#### Brief:
Report every line below that contains the word "front", copying each such line in full.

--- START Records provided ---

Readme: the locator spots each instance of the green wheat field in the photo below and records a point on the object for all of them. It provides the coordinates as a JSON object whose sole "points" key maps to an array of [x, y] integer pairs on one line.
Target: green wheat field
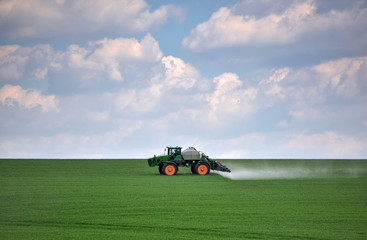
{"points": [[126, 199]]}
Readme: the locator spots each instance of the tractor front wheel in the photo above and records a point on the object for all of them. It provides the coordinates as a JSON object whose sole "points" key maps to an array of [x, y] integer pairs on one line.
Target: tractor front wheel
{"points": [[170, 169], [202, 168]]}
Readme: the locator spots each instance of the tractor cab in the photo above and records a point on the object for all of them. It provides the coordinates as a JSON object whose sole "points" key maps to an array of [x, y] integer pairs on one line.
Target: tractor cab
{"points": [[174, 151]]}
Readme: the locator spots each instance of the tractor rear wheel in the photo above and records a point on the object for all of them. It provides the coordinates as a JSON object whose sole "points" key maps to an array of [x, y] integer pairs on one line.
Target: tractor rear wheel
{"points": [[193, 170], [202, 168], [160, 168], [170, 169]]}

--- END Records provided ---
--- START Records provided ---

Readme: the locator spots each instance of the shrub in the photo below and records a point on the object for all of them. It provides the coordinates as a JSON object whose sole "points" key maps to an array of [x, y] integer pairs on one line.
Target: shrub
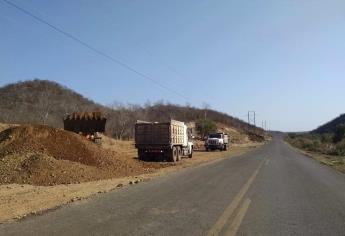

--- END Records provided ---

#### Exercise output:
Readme: the locator spots each instance of the tractor front wheel in the photo above and records a point on the object for all of them. It provides the coordinates as a JSON object whose sole "points" key maps to an array of [x, y] integer pairs on one line.
Target: tractor front wheel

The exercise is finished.